## Teks Sumber
___

Saudara-Saudara pendengar yang kami kasihi, di mana pun anda berada. Anda kembali bersama kami dalam acara TELAGA (Tegur Sapa Gembala Keluarga). Saya Gunawan Santoso dari Lembaga Bina Keluarga Kristen, kali ini saya bersama dengan penginjil Sindunata Kurniawan, M.K., beliau adalah seorang konselor keluarga, kami akan berbincang-bincang dengan Bp. Pdt. Dr. Paul Gunadi. Beliau adalah seorang pakar dalam bidang konseling. Perbincangan kami kali ini tentang "Wanita Tanpa Pasangan". Kami percaya acara ini pasti bermanfaat bagi kita sekalian dan dari studio kami mengucapkan selamat mengikuti.
GS : Jodoh kadang-kadang sulit diprediksi dan sulit untuk direncanakan atau diperkirakan masa depannya dan cukup banyak akhir-akhir ini wanita-wanita yang harus hidup tanpa pasangan. Hal itu apa memang sudah direncanakan sejak awal atau bagaimana, Pak Paul ?
PG : Sudah tentu Tuhan tahu semuanya dan kita harus percaya bahwa kalau itu harus terjadi pada diri kita, ini adalah bagian dari rencana Tuhan. Jadi kita harus menerimanya meskipun tidak mudah bagi sebagian perempuan untuk menerimanya. Jadi perlu bagi kita pada kali ini untuk menyoroti masalah ini sebab kita harus akui cukup banyak perempuan yang akhirnya hidup sendiri tanpa adanya pasangan hidup.
GS : Hal-hal apa yang perlu kita pikirkan, Pak Paul ?

___

[Catatan anotasi titik]
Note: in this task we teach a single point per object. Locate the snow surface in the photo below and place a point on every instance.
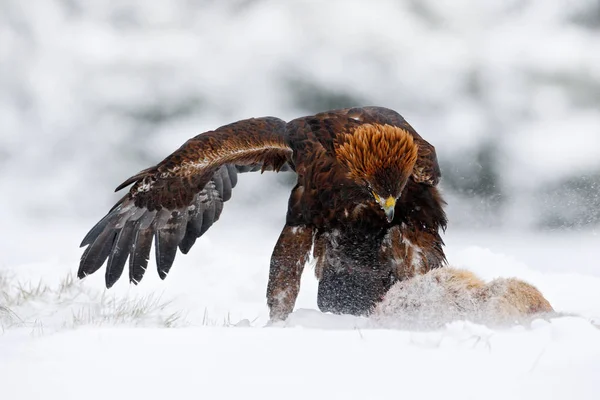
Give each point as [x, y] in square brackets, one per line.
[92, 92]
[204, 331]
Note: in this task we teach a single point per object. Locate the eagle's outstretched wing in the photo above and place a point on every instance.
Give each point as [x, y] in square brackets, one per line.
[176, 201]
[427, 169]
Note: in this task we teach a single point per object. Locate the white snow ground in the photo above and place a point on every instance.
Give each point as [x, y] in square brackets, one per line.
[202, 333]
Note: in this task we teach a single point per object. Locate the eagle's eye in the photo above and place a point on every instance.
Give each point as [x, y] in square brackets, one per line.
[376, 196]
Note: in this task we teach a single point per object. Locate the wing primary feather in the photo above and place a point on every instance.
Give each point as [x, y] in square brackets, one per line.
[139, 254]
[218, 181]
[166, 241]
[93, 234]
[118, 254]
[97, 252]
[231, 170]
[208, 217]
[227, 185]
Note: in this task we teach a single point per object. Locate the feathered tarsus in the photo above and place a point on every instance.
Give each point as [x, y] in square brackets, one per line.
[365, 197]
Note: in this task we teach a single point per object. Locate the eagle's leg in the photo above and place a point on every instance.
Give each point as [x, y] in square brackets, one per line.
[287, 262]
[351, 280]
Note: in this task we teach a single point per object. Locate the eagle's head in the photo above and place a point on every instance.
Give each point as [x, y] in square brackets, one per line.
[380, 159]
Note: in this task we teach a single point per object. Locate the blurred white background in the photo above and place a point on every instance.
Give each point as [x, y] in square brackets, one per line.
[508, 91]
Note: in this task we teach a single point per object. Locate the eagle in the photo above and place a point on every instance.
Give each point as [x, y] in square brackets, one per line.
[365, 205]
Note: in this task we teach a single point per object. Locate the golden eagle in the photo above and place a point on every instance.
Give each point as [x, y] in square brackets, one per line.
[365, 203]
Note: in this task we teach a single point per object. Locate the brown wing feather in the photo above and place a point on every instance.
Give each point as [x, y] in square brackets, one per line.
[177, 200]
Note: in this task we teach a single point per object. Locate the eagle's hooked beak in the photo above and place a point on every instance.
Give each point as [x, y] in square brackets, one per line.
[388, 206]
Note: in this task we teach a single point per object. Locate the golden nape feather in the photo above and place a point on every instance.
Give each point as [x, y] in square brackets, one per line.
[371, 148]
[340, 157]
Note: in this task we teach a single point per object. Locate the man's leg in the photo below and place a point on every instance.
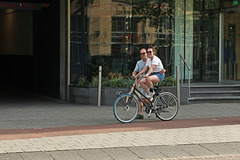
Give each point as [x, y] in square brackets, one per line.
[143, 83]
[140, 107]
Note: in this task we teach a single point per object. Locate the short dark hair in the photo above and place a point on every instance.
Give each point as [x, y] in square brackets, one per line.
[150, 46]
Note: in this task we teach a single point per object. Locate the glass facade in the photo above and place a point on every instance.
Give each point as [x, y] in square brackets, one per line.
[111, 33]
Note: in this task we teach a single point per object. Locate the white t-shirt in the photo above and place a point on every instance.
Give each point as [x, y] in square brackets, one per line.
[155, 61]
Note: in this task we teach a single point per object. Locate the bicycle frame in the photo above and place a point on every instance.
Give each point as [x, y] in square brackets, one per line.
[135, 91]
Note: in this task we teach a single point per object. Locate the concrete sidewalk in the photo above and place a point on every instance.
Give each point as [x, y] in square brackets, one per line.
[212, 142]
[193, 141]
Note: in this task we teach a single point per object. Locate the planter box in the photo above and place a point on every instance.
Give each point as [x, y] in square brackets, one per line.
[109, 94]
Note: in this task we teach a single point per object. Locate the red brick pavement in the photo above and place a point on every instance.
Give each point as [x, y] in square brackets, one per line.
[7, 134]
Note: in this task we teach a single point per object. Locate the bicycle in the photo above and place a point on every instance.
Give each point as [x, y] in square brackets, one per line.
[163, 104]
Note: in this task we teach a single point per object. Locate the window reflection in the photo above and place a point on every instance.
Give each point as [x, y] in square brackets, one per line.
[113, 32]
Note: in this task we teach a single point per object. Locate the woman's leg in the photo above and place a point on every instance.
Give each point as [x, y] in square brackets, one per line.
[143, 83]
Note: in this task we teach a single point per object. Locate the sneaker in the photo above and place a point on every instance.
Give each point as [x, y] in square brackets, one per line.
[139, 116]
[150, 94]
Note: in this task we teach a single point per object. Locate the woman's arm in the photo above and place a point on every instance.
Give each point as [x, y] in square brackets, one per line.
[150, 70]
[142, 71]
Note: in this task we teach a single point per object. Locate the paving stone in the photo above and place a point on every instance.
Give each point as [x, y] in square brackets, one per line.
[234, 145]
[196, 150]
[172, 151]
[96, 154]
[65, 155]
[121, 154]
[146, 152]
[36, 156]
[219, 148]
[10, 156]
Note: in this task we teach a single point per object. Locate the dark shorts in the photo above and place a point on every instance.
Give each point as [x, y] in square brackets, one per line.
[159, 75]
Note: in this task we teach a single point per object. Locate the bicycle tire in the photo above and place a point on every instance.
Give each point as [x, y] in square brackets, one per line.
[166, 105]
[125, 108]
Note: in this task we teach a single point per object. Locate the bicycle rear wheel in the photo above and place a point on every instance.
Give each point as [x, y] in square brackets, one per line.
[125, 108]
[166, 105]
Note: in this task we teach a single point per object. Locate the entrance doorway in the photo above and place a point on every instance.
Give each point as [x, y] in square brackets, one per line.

___

## Rincian Tugas
1. Dalam transkrip perbincangan TELAGA, apa kepanjangan dari nama acara TELAGA?
2. Salin persis bagian transkrip perbincangan TELAGA dari "Saudara-Saudara pendengar yang" sampai "bagaimana, Pak Paul ?".
3. Lanjutkan transkrip perbincangan TELAGA mulai setelah kalimat terakhir yang tercantum.

## Hasil Per Tugas
1. Tegur Sapa Gembala Keluarga.

2.
Saudara-Saudara pendengar yang kami kasihi, di mana pun anda berada. Anda kembali bersama kami dalam acara TELAGA (Tegur Sapa Gembala Keluarga). Saya Gunawan Santoso dari Lembaga Bina Keluarga Kristen, kali ini saya bersama dengan penginjil Sindunata Kurniawan, M.K., beliau adalah seorang konselor keluarga, kami akan berbincang-bincang dengan Bp. Pdt. Dr. Paul Gunadi. Beliau adalah seorang pakar dalam bidang konseling. Perbincangan kami kali ini tentang "Wanita Tanpa Pasangan". Kami percaya acara ini pasti bermanfaat bagi kita sekalian dan dari studio kami mengucapkan selamat mengikuti.
GS : Jodoh kadang-kadang sulit diprediksi dan sulit untuk direncanakan atau diperkirakan masa depannya dan cukup banyak akhir-akhir ini wanita-wanita yang harus hidup tanpa pasangan. Hal itu apa memang sudah direncanakan sejak awal atau bagaimana, Pak Paul ?

3.
PG : Kita harus mengerti bahwa pada umumnya hampir semua wanita berharap untuk menikah, saya kira sedikit sekali yang sejak awal meyakini bahwa Tuhan memanggil mereka untuk hidup lajang. Bahkan tidak jarang banyak di antara wanita yang sejak usia muda sudah membayangkan pernikahan dan membayangkan hidup bersama suami dan anak-anak. Jadi kebanyakan wanita sudah memikirkan tentang pernikahan dan membangun keluarga sejak usia yang belia. Berhubung keinginan untuk menikah dan berkeluarga begitu kuat hadir dalam dirinya, banyak wanita yang menanti-nantikan datangnya sang pacar baik pada masa remaja atau dewasa.
SK : Memang semakin menanjaknya usia wanita maka makin besar tekanan yang dirasakan kalau dia belum punya pacar. Bicara tentang tekanan ini seperti apa, Pak Paul ?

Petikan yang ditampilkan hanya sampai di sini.